** Data provided **
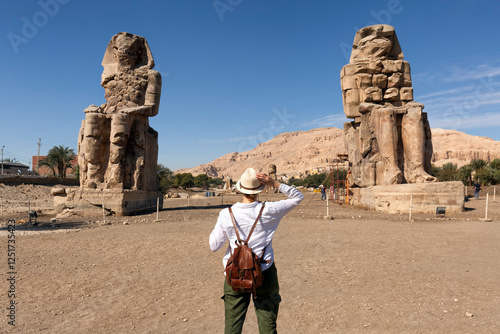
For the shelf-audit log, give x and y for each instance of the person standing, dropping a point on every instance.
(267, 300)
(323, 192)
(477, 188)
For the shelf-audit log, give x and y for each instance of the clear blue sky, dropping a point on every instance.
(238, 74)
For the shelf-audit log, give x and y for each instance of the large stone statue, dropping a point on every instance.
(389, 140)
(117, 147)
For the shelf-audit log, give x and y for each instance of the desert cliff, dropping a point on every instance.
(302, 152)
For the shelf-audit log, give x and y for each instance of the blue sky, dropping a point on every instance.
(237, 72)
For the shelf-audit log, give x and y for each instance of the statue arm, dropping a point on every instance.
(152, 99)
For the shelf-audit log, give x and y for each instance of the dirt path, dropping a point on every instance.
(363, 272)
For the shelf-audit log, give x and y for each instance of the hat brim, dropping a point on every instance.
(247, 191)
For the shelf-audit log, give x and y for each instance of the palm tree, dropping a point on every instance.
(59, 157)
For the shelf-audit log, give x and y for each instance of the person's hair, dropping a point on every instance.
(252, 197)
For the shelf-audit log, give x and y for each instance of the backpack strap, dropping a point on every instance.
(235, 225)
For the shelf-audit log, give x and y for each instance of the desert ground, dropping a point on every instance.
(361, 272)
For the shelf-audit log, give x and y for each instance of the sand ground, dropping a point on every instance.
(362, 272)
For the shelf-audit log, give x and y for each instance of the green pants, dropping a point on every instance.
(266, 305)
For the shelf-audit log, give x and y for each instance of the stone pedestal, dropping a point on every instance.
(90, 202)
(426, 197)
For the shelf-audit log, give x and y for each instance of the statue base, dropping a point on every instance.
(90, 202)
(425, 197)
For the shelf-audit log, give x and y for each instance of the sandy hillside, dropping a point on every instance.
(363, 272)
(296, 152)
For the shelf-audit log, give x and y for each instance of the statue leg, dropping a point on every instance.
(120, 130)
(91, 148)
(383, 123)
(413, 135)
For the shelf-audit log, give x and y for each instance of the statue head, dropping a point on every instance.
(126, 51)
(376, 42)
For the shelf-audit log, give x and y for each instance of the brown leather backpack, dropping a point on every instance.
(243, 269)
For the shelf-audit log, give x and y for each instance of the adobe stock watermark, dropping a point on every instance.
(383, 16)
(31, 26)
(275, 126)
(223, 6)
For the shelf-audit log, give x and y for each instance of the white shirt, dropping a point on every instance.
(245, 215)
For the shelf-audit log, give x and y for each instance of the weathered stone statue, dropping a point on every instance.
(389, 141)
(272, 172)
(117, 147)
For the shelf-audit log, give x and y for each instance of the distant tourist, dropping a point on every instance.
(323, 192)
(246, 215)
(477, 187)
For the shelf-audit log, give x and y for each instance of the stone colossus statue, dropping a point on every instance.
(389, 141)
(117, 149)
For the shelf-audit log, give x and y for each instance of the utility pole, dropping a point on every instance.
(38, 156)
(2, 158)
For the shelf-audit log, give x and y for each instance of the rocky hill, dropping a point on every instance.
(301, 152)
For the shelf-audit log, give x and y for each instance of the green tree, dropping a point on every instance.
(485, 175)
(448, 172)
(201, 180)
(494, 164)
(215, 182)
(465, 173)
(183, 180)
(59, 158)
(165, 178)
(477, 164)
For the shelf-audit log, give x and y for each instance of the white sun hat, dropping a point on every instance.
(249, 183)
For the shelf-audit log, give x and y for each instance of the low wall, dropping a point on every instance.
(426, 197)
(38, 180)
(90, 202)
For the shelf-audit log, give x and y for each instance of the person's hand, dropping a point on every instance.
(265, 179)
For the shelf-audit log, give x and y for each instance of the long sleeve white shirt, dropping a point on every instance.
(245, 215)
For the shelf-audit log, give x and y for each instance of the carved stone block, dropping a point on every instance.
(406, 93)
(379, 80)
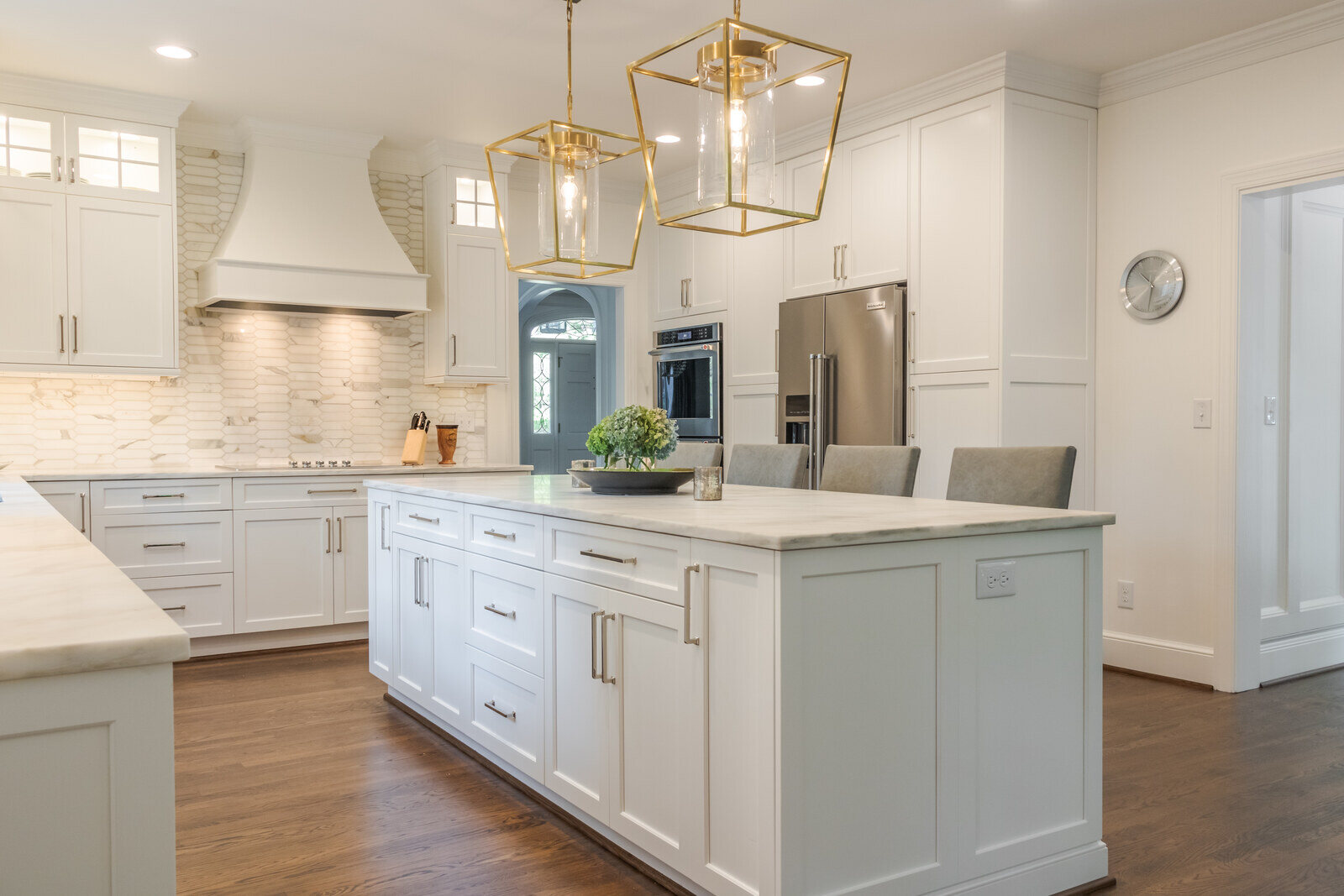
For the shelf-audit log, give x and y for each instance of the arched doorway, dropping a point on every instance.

** Given exercise **
Present all of the data above as a numbered list, omitting blank lines and leaving out the pictures.

** Answer for this exercise **
1. For the shelf-audit log, give x and y for each instance of the person standing, dropping a point on every instance.
2. (267, 300)
3. (323, 192)
4. (477, 188)
5. For the shelf-audit log, give x and y for each instance of the clear blue sky, dropping a point on every instance.
6. (238, 74)
7. For the shelf-audit log, give x and y for each instance of the large stone statue, dropping a point on every instance.
8. (389, 140)
9. (117, 147)
10. For the shelf-audit log, give x and y for each instance of the desert cliff, dropping a point on every instance.
11. (302, 152)
12. For the shelf-audit log, give x and y for each instance of the blue sky, dropping a point on every instance.
13. (237, 72)
14. For the shelf-audit log, give x and y for each instance of the statue arm, dropping a point on every instance.
15. (152, 99)
16. For the shelf-audit log, give x and y for each instance of the dirt path, dropping a point on every instance.
17. (363, 272)
18. For the shelf-audit log, give x and y for each instance of the hat brim, dropping a point on every instance.
19. (247, 191)
20. For the shelf-audit log, give x and y for each instance of the palm tree, dropping a point on every instance.
21. (59, 157)
22. For the shelf-audit log, give x and y for each instance of the person's hair, dropping a point on every instance.
23. (252, 197)
24. For the shelf-audit log, give x and y for each instance of the backpack strap, dropping a point on every instance.
25. (235, 225)
26. For the shelf-audit log, give x and y for each instance of the desert ground, dropping a point on every instance.
27. (361, 272)
28. For the shelf-audit log, give x and y for each instance of the sand ground, dropping a point on every instance.
29. (362, 272)
30. For the shelf-audit log, give x and y for each instance of the green pants, dropping a point on every instance.
31. (266, 305)
32. For the shelf-audit log, give x and y for each instance of the stone pedestal, dropping a point on every instance.
33. (90, 202)
34. (426, 197)
35. For the shelf-audit log, give x and y for each instance of the statue base, dropping a point on every instance.
36. (90, 202)
37. (425, 197)
38. For the shelf-audit log, give x and y for each instance of the sandy hillside, dropping a point on every instance.
39. (363, 272)
40. (296, 152)
41. For the shelf-audit log, give x and y for each instance of the statue leg, dropping a point on every instance.
42. (120, 130)
43. (91, 148)
44. (383, 123)
45. (413, 135)
46. For the shelf-audit log, give x and y for each instance of the statue head, dropping a point on every instance.
47. (126, 51)
48. (376, 42)
49. For the shelf-audit log, give x and y for each instance of the brown leather backpack, dropping a point on every instance.
50. (243, 269)
51. For the shelf-audit log, give x and y for each instance of the adobe stock watermark, dropping a point on every instance.
52. (383, 16)
53. (31, 26)
54. (275, 126)
55. (223, 6)
56. For the shelf-audit log, give x and y for each instance of the white shirt, dropping a point on every instance.
57. (245, 215)
58. For the shelf-audit log, give x and y for each instance of the weathered stone statue, dropping a point on every instance.
59. (389, 141)
60. (272, 172)
61. (117, 147)
62. For the shelf-audit log, give x and y for each instance of the distant tourist, dropping a point on every instance.
63. (323, 192)
64. (246, 215)
65. (477, 187)
66. For the shelf-audit log, give x and y for each instance of the stone colossus statue, dropping a point on every instance.
67. (389, 141)
68. (117, 149)
69. For the shelf-audit log, give x and y for each instance of the utility pole, dropping a point on every instance.
70. (38, 156)
71. (2, 158)
72. For the shelf-audit log, give x and y for each instance of the rocky hill, dropping a point on every instance.
73. (301, 152)
74. For the shelf-audit log, give x and y for each instance of the green tree, dropping a point on every instance.
75. (485, 175)
76. (448, 172)
77. (201, 180)
78. (494, 164)
79. (215, 182)
80. (465, 173)
81. (183, 180)
82. (59, 158)
83. (165, 178)
84. (477, 164)
85. For the shelf-audit log, give x and y for each instance of the white sun hat, dropping a point on every instance.
86. (249, 183)
87. For the shelf-audit log, give x and y for each instance of the low wall, dropping a point on every instance.
88. (426, 197)
89. (38, 180)
90. (90, 202)
91. For the shelf-audit log, give x and y for each instance of the person's hand, dropping a point on every instance.
92. (265, 179)
93. For the shelf-audit log, give x and y for each instance of the long sleeve white shirt, dropping a point on every instance.
94. (245, 215)
95. For the shelf-audit log, give x and y for each instance of the carved stone block, dropping a point on every instance.
96. (406, 93)
97. (379, 80)
98. For the shelf-audit log, give x and y for each instance of the arched doorway, dropping a point on every instance.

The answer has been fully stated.